» Goal of the exercise: Count how many of the lines below contain the string "window", with case taken into account, and reply with only that number.

» Extracted data:
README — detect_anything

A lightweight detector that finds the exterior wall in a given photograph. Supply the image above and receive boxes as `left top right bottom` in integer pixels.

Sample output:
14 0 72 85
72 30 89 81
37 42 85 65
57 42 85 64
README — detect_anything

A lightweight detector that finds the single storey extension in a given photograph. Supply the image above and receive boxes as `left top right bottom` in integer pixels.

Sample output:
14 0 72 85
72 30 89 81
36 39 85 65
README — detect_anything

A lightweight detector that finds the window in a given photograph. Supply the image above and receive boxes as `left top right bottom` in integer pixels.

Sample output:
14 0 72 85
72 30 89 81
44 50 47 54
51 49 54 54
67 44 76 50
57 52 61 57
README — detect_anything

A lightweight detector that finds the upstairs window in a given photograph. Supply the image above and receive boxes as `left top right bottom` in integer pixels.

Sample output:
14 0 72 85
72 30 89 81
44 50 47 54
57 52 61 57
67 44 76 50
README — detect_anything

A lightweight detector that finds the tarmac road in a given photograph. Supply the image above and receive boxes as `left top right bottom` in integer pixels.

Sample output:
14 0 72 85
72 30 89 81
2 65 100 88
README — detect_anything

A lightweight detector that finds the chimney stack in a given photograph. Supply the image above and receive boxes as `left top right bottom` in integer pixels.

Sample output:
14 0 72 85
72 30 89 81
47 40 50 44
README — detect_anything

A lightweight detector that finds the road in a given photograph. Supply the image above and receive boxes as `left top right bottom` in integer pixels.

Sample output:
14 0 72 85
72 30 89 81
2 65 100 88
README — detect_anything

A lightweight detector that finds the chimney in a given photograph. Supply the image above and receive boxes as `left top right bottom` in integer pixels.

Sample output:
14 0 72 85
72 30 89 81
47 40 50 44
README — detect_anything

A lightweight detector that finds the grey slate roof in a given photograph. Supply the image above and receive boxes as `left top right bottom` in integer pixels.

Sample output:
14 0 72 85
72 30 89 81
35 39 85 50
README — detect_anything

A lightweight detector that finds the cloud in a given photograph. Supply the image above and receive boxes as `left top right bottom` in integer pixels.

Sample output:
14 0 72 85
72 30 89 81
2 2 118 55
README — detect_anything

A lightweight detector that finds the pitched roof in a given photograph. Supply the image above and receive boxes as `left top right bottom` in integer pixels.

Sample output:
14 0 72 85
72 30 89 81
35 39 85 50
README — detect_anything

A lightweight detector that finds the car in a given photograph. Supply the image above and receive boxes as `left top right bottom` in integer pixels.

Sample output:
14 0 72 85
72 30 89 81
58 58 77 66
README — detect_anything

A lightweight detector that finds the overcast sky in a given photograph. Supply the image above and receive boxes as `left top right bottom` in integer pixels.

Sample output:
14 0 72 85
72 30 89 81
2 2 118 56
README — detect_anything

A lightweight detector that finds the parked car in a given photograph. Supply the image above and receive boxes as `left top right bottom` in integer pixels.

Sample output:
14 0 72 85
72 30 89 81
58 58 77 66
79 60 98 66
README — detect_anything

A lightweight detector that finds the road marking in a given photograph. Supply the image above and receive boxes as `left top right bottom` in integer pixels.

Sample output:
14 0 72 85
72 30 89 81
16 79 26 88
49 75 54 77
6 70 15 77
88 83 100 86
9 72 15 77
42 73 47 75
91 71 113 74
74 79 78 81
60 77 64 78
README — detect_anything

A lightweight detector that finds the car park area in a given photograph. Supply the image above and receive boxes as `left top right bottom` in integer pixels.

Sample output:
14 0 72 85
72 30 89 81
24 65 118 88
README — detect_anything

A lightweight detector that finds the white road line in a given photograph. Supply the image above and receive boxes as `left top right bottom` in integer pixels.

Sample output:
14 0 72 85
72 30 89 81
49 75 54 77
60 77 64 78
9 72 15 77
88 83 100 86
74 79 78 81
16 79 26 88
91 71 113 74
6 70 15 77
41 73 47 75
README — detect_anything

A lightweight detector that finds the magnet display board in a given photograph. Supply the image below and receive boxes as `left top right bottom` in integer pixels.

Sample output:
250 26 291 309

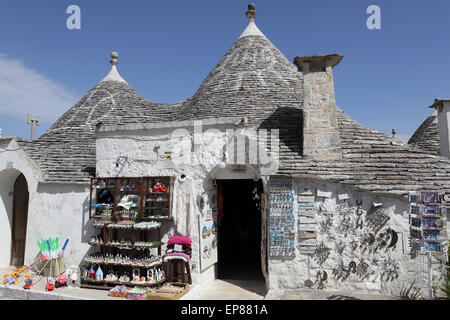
269 177 295 257
199 191 217 271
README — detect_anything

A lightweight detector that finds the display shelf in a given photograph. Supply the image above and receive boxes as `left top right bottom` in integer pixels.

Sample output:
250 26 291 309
83 260 164 269
88 241 164 250
86 177 173 289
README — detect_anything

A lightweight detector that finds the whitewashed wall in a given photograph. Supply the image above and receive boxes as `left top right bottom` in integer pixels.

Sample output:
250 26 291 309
25 184 94 265
97 119 268 283
0 138 40 266
97 125 438 294
0 139 92 266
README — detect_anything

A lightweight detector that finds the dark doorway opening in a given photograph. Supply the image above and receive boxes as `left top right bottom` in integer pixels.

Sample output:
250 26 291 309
217 180 264 280
11 174 29 267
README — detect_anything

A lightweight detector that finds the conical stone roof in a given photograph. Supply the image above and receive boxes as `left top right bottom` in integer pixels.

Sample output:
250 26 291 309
19 57 171 184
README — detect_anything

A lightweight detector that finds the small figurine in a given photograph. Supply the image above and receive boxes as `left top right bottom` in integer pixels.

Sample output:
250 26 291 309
3 273 17 284
23 275 33 290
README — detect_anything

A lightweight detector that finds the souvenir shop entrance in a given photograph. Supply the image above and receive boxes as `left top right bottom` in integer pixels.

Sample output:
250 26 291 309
217 179 264 281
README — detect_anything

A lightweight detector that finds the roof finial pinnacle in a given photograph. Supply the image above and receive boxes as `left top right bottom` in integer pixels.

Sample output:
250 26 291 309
245 3 258 20
109 52 119 66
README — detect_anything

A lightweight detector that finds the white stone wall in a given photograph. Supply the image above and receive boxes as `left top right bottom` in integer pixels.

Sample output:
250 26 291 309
0 138 40 266
269 180 426 294
25 184 94 266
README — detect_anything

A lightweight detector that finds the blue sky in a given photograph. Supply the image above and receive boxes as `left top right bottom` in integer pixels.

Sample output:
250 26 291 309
0 0 450 139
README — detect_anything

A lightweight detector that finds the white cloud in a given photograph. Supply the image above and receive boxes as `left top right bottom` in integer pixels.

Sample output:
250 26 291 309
0 53 78 122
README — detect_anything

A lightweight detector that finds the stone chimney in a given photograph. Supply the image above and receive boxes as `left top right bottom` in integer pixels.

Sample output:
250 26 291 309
294 54 342 161
430 99 450 158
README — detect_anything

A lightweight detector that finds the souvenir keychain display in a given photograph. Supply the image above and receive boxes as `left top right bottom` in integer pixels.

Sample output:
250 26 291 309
269 178 295 257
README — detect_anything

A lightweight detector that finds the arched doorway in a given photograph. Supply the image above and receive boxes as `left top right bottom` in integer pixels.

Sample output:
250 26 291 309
10 173 29 266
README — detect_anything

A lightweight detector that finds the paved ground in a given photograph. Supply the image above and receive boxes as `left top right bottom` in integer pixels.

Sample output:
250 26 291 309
0 269 400 300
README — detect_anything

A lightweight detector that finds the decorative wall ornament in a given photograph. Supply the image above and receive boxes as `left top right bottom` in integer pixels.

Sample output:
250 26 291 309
313 241 331 265
269 177 296 257
381 257 400 281
366 207 391 234
336 201 355 216
333 262 350 281
355 260 375 280
349 239 360 251
316 271 328 290
320 217 333 233
334 240 346 255
338 215 354 237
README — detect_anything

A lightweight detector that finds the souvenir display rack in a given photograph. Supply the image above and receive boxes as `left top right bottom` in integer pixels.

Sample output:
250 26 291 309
409 191 450 253
89 176 173 220
269 177 295 257
81 220 166 289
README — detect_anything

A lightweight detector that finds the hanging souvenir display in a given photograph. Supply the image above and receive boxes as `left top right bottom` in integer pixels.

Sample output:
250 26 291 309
366 206 391 234
269 177 295 257
409 191 448 255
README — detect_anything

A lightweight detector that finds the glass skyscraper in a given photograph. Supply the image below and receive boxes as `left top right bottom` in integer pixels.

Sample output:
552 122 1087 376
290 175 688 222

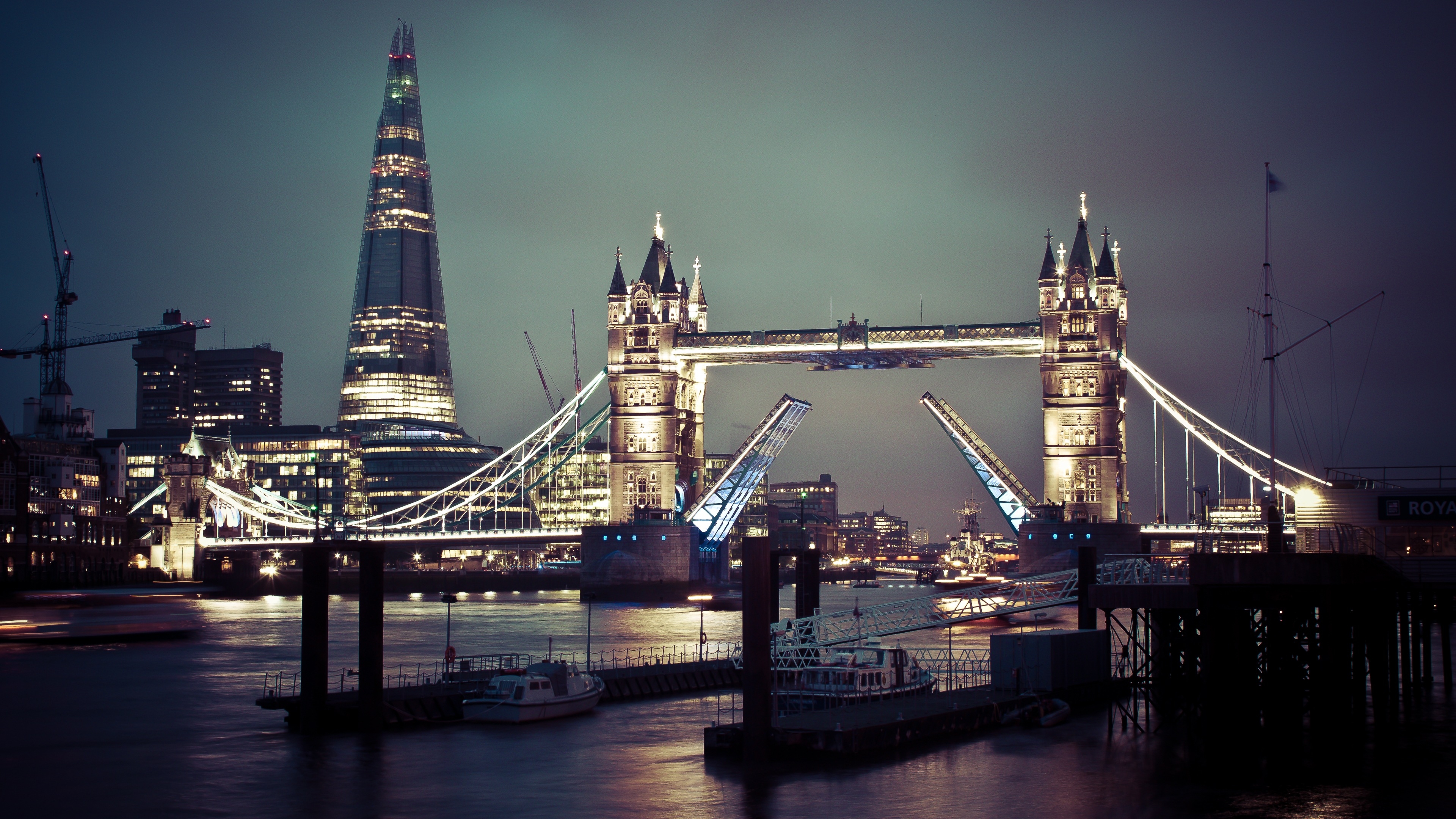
339 25 456 430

» Response to this task: 2